Find the line containing "Annotate the golden". Reproduce it and every line after it up to the end of the records, exactly as written.

>>>>>

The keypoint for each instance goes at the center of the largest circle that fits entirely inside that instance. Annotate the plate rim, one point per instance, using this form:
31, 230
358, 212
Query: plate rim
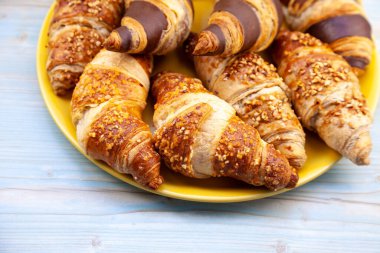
176, 195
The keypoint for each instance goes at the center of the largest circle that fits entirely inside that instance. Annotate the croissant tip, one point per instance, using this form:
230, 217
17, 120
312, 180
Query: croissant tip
156, 182
293, 179
363, 159
204, 46
112, 43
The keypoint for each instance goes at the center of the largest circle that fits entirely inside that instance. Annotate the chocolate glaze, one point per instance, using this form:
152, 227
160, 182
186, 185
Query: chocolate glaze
280, 14
215, 29
357, 62
247, 17
335, 28
191, 4
151, 18
126, 38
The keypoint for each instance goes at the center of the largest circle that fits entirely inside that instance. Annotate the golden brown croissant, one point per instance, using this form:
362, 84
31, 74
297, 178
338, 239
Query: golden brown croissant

<<<<<

RESULT OF THIS TASK:
The keypoint for each instance goes at the center of the largest circle that fits entirely inside that instance. Annotate the golden brown croissant, one point per instance, using this form:
362, 84
31, 74
297, 178
338, 239
Query: golden brown croissant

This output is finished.